## Request
Reproduce the rows below from the line with "For every instance of the shrub, the" to the line with "pixel 446 654", both of those lines included. Omit the pictures from your answer.

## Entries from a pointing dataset
::::::

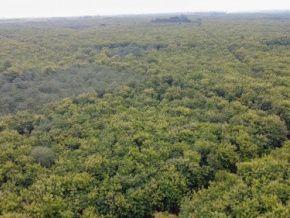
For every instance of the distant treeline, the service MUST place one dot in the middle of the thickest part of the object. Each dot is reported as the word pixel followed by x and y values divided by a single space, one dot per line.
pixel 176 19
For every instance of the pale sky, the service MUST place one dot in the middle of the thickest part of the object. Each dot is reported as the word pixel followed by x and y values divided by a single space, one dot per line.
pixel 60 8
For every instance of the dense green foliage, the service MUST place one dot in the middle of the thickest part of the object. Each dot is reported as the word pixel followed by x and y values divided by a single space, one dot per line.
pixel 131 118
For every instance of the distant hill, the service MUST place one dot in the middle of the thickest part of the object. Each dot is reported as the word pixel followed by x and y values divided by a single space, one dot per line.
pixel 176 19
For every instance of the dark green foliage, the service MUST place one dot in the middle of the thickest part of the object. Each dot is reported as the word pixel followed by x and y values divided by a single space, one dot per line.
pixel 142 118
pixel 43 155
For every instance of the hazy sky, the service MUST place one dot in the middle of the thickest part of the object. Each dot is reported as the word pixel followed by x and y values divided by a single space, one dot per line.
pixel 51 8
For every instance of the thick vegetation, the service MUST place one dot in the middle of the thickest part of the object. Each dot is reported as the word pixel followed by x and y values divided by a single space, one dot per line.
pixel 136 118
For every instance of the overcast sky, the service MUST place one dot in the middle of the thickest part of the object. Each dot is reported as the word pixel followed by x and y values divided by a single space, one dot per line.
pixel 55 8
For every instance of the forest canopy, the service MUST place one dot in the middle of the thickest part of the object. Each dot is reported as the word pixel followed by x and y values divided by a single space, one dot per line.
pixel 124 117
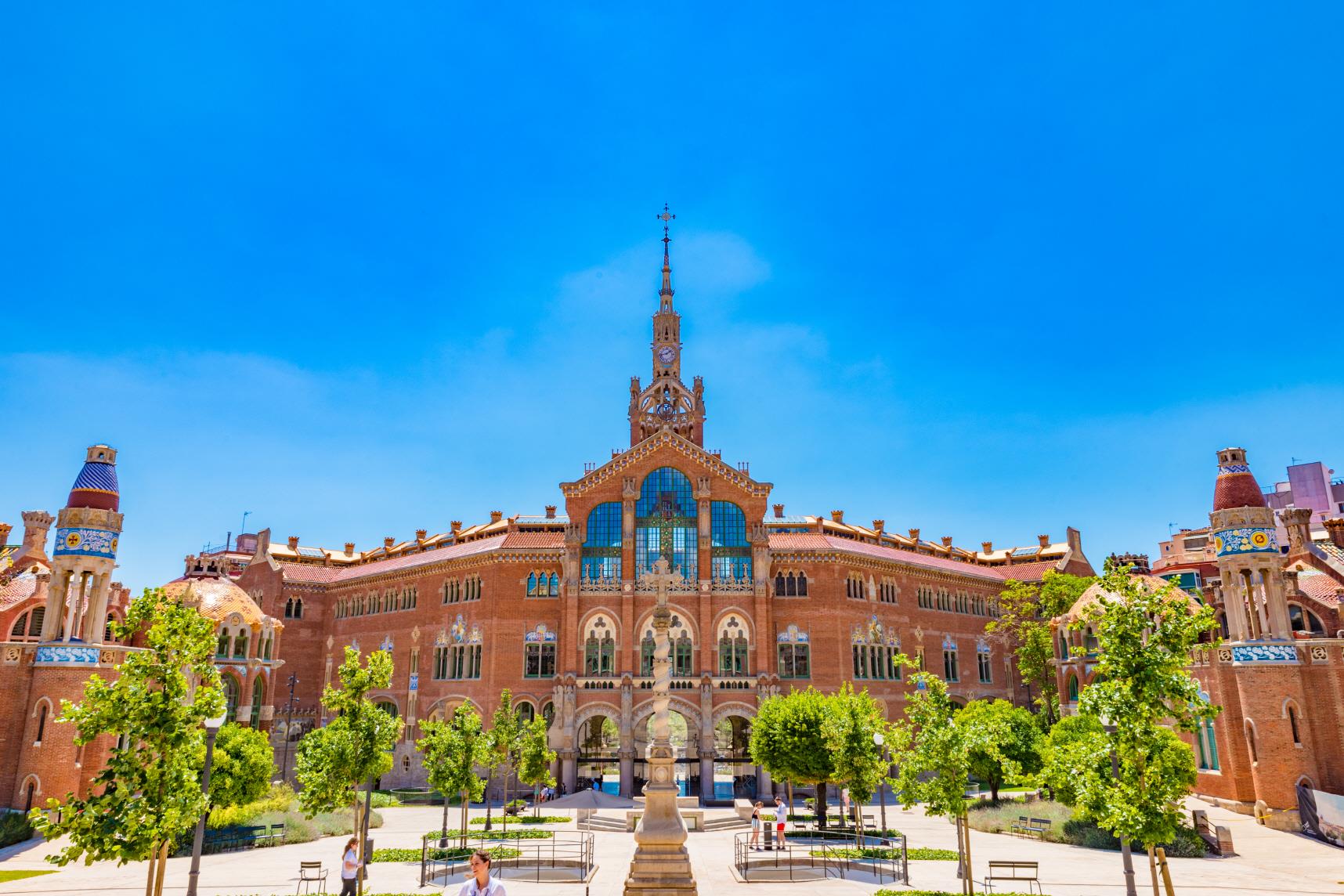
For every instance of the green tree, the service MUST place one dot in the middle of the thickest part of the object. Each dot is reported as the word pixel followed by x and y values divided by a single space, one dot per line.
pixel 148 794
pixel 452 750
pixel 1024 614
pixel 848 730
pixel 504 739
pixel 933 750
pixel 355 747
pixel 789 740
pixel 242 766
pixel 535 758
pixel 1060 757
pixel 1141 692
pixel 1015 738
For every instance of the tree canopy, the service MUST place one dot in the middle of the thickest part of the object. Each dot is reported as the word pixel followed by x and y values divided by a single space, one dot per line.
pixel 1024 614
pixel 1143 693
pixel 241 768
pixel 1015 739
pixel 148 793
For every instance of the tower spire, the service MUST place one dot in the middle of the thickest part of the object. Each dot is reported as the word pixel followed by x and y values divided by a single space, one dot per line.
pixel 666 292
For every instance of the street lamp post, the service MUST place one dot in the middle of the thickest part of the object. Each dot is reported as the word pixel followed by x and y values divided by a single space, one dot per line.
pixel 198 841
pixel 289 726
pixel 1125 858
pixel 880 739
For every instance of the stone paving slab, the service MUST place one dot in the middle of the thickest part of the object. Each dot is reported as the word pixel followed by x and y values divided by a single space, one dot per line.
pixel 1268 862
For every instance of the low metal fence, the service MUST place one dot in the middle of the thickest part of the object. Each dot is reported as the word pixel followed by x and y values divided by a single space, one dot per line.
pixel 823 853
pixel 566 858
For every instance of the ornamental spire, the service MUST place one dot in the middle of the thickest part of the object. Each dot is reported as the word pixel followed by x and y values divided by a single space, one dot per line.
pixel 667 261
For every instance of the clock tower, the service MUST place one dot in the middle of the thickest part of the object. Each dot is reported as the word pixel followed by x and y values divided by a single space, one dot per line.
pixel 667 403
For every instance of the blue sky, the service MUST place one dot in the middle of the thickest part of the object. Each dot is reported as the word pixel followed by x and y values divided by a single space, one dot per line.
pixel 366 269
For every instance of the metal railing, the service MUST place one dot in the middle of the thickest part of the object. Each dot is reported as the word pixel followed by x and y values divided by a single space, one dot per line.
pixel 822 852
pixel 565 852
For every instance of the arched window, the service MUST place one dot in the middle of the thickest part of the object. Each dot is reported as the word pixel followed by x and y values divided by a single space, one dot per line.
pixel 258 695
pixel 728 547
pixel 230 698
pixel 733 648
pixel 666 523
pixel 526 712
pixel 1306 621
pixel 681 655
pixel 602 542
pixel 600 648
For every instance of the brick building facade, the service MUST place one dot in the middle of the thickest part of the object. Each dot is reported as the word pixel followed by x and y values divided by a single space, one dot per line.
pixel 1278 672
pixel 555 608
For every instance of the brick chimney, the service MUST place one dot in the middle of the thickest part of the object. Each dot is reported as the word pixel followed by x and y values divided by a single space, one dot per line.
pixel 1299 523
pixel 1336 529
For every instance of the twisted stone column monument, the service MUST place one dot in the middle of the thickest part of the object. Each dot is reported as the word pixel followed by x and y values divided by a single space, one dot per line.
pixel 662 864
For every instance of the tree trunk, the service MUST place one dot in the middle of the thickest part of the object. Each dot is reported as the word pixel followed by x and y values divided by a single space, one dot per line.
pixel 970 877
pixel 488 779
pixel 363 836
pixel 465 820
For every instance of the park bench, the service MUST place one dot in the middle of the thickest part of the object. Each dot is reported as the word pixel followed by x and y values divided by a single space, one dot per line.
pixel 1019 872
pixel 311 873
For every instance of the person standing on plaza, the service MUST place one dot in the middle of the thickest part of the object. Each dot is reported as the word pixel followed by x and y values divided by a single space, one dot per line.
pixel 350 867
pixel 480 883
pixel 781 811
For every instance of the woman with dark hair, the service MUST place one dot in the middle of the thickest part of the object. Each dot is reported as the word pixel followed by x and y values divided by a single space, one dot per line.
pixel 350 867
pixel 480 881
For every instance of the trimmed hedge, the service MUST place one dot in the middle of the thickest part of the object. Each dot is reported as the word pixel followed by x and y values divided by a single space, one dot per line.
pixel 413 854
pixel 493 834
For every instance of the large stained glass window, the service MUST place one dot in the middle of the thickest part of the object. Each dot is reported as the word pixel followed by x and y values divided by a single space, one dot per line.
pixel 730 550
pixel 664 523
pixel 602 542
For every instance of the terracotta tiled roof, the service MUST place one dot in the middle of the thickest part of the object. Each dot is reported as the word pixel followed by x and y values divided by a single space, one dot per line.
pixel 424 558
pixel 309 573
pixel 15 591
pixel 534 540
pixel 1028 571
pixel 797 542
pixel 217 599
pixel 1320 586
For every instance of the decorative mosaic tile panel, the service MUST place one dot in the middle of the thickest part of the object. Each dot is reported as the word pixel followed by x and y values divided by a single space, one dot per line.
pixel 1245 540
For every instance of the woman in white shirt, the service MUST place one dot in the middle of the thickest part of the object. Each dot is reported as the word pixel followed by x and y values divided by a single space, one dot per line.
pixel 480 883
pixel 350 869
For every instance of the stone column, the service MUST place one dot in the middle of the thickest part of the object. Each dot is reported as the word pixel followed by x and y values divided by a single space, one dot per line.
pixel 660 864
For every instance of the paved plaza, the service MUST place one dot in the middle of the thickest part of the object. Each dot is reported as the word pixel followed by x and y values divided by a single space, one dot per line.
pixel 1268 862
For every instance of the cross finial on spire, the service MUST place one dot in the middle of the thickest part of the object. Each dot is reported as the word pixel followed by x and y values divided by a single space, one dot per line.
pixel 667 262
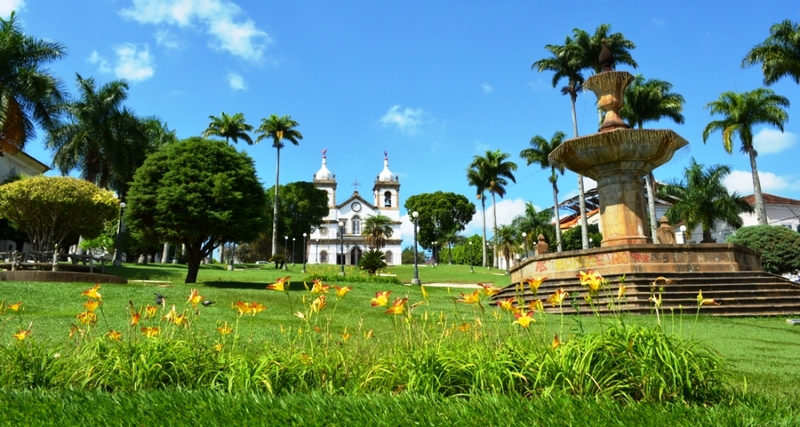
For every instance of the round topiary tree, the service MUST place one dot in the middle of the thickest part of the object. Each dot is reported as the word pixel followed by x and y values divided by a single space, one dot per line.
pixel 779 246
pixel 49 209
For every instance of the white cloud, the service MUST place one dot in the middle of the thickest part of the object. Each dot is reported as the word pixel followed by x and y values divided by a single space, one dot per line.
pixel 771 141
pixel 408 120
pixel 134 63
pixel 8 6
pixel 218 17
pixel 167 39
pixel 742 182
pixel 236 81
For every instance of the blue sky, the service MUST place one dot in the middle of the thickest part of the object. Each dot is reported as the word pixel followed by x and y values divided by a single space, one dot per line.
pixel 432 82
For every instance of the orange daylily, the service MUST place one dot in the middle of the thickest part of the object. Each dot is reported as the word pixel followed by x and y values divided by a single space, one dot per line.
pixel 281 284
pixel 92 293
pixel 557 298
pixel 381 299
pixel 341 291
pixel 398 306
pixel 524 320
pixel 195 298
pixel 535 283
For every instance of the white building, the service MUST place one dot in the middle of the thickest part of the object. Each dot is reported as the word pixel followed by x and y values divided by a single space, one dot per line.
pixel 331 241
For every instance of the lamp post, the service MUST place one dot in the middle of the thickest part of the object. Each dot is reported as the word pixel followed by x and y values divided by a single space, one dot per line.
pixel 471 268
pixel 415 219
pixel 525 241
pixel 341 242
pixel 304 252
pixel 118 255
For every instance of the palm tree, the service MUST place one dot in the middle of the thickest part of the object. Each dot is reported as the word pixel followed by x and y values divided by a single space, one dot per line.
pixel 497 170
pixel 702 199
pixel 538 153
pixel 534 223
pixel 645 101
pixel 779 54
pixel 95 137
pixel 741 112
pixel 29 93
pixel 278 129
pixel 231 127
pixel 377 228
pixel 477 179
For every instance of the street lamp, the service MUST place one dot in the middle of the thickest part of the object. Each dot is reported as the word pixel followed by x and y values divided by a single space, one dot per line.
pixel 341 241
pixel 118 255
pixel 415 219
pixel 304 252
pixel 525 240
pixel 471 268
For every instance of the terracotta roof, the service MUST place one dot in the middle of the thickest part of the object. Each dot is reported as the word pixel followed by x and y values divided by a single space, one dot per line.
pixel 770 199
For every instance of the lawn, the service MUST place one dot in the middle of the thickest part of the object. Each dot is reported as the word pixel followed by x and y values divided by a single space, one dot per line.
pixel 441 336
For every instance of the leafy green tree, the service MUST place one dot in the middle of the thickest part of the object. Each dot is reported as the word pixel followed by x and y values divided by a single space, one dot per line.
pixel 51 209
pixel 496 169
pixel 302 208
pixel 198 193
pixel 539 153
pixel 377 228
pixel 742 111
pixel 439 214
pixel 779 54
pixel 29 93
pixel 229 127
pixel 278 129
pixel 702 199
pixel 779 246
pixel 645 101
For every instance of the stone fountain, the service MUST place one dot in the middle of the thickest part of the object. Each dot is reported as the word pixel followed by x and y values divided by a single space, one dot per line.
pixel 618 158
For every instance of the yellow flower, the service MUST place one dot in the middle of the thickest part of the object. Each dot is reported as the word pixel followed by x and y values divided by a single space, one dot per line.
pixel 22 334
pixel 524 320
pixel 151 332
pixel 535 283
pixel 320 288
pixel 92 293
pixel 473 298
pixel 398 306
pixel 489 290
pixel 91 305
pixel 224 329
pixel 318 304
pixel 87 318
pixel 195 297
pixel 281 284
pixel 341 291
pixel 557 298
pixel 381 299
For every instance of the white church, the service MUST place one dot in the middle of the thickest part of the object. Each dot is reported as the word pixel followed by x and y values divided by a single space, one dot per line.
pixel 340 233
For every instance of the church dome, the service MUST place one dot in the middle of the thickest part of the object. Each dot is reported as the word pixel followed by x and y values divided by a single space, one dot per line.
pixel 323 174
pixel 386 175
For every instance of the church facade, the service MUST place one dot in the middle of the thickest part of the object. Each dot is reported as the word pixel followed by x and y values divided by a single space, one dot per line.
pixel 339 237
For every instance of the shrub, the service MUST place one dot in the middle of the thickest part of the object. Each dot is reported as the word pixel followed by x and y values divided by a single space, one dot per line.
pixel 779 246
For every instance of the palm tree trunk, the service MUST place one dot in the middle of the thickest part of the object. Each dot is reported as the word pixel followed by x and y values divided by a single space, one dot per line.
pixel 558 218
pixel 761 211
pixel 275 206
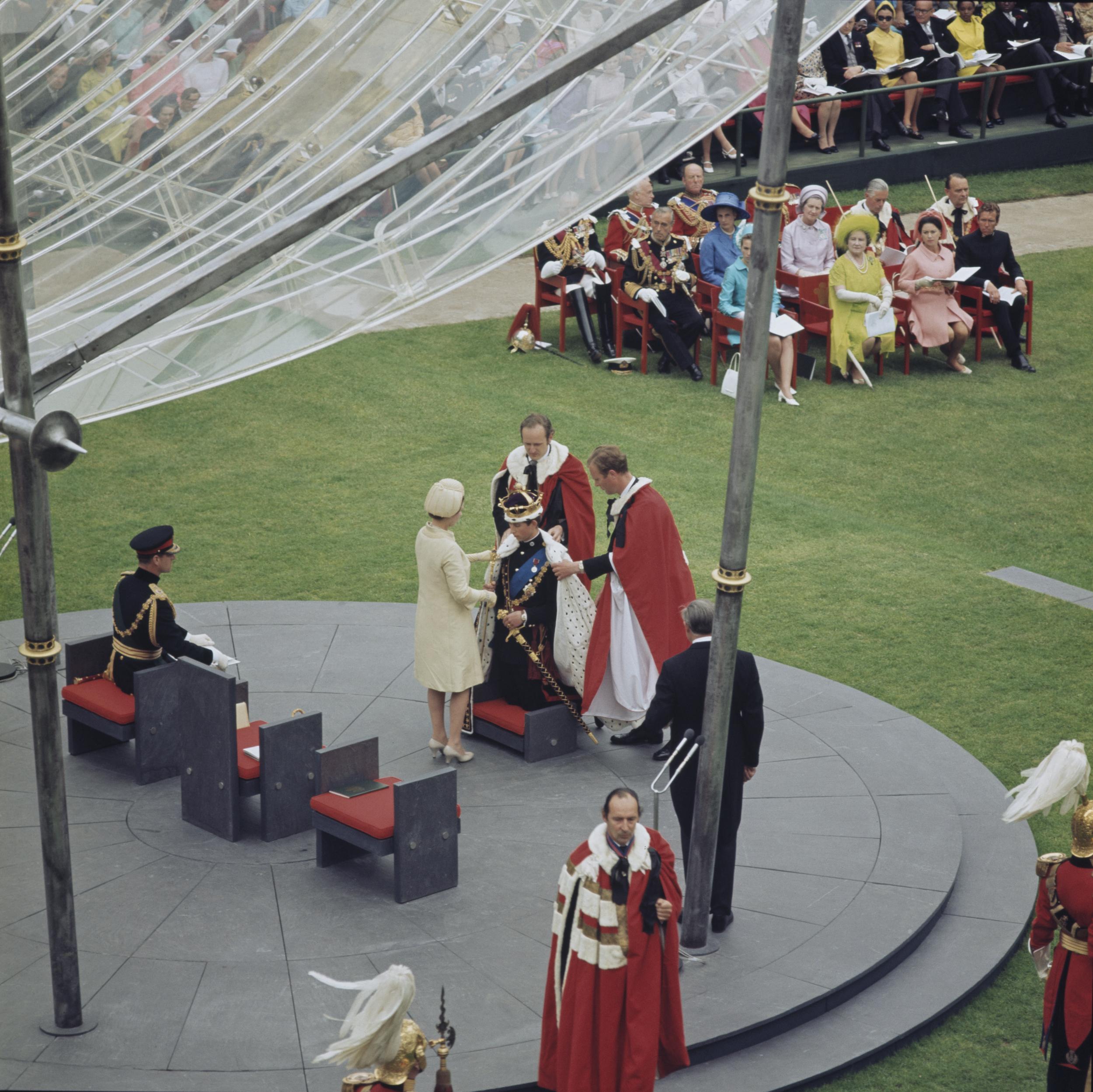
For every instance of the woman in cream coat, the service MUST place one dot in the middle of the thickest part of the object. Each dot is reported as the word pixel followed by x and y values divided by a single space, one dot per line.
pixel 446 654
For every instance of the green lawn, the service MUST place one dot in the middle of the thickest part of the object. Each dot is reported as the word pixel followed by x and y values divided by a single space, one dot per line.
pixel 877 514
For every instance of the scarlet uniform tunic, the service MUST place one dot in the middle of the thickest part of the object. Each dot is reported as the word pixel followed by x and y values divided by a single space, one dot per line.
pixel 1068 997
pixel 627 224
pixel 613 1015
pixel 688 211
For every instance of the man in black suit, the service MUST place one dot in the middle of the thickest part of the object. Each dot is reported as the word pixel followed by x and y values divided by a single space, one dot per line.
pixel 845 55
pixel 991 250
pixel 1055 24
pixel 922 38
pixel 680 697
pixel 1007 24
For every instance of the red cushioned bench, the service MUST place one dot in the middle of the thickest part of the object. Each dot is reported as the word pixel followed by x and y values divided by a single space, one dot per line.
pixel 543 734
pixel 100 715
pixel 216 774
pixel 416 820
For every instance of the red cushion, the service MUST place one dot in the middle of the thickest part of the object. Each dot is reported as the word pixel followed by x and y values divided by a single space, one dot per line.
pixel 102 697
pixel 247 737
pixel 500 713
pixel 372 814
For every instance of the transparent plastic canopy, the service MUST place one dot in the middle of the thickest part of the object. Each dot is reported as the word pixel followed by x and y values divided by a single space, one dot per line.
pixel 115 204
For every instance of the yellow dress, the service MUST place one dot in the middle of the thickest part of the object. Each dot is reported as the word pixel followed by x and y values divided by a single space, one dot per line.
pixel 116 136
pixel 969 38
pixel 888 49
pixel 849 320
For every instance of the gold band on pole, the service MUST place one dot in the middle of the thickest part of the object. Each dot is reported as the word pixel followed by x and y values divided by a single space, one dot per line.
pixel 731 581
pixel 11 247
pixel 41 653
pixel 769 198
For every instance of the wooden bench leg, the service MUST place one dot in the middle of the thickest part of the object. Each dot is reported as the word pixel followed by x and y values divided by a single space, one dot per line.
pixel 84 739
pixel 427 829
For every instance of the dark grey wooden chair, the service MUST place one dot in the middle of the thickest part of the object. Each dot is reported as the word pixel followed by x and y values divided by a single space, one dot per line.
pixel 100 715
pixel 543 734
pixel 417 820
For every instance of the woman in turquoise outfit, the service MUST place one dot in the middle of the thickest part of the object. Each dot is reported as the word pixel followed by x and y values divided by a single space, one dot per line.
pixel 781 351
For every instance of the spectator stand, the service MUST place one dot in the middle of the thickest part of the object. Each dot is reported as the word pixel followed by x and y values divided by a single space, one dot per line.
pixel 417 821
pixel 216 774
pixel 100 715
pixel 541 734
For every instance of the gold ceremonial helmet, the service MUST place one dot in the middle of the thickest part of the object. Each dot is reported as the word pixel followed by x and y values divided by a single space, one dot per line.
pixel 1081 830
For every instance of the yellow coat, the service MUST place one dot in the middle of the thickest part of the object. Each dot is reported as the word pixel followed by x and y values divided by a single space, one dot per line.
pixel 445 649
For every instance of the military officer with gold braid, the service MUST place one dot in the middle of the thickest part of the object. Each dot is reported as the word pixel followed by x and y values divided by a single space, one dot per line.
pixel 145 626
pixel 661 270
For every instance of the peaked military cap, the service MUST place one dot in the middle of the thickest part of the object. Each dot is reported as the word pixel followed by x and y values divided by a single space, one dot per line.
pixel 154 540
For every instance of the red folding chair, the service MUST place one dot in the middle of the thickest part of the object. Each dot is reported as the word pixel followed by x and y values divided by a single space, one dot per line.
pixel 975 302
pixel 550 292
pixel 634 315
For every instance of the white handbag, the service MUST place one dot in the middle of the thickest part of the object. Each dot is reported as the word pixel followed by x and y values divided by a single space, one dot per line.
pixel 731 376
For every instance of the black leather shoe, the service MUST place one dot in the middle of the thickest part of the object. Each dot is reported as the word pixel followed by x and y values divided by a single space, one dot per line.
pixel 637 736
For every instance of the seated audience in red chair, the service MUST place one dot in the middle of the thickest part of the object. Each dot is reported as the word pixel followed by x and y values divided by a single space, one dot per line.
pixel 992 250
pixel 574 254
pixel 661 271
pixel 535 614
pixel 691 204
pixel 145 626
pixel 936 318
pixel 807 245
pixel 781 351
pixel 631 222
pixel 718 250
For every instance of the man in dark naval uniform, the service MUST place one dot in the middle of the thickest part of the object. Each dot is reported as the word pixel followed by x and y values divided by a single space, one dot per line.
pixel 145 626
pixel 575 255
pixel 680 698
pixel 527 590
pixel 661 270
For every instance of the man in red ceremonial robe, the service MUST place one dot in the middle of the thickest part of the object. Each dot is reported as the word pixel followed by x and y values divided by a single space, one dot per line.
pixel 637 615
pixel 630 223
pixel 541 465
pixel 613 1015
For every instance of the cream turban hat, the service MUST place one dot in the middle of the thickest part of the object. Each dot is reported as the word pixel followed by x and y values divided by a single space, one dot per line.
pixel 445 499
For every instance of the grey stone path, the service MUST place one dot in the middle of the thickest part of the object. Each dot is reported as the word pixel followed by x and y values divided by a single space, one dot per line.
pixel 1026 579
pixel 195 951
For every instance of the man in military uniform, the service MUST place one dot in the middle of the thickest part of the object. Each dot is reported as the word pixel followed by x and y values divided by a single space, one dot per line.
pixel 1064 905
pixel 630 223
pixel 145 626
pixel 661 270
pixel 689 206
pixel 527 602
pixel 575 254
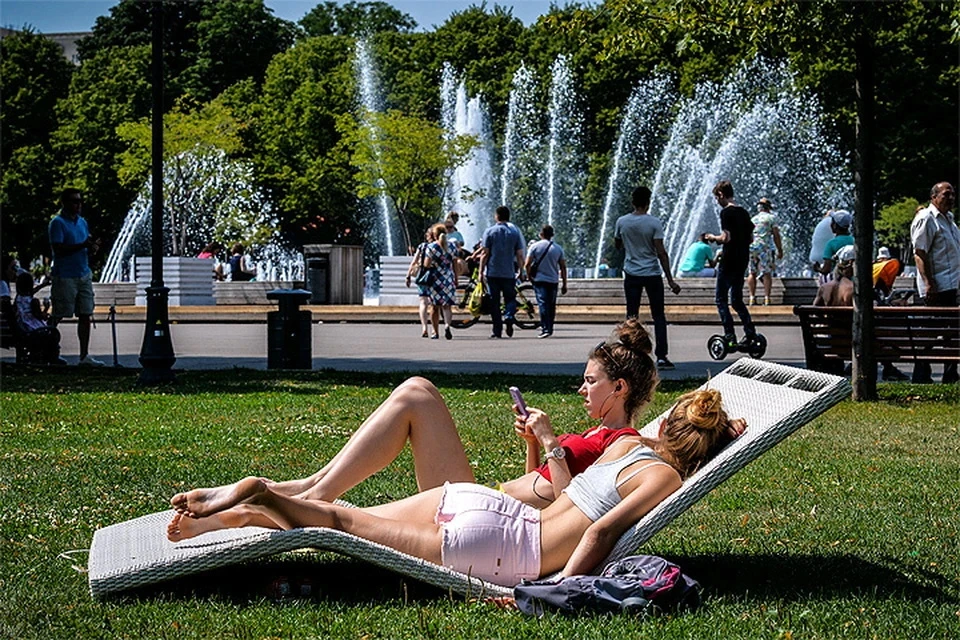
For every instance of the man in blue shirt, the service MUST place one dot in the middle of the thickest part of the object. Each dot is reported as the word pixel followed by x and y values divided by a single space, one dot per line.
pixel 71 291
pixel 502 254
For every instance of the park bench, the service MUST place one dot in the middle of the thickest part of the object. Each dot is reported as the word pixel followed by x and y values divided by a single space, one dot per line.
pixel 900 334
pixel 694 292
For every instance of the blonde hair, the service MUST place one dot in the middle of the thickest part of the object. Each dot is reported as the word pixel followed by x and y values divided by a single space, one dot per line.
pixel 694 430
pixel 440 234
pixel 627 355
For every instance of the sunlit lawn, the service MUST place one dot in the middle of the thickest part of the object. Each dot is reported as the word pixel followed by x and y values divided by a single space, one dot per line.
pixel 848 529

::::::

## Completed task
For every instance of the shrub, the service MUST place one dot in the middle of the thickest part of the object. Each dot is reported as the word pixel followed by x and y values divided by a single space, one dot per line.
pixel 779 246
For every instance of the palm tree trunk, the service MUST place one dot in the middle of the thickest part of the object. Each dot is reported as the word pixel followed by x and y values divided by a single space, one dot per line.
pixel 558 218
pixel 761 211
pixel 275 206
For every instance of the woman in cream coat, the service MUST place one dot in the middle of the thickest part of the object. Each dot is reported as the word pixel followed by x and y values divided by a single space, one dot per line.
pixel 446 654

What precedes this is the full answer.